**Directions for this task:** Go through the records and count every line that holds "thorax". Only the number belongs in the reply.

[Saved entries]
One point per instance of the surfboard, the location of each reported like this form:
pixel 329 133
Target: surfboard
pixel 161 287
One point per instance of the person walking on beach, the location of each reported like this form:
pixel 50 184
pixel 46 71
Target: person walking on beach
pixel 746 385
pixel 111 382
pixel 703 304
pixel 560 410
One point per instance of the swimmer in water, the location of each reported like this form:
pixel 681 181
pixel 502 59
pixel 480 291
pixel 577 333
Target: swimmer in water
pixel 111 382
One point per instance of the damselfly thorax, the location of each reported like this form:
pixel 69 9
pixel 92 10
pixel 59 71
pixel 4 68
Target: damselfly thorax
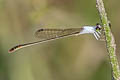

**Response to this task:** 2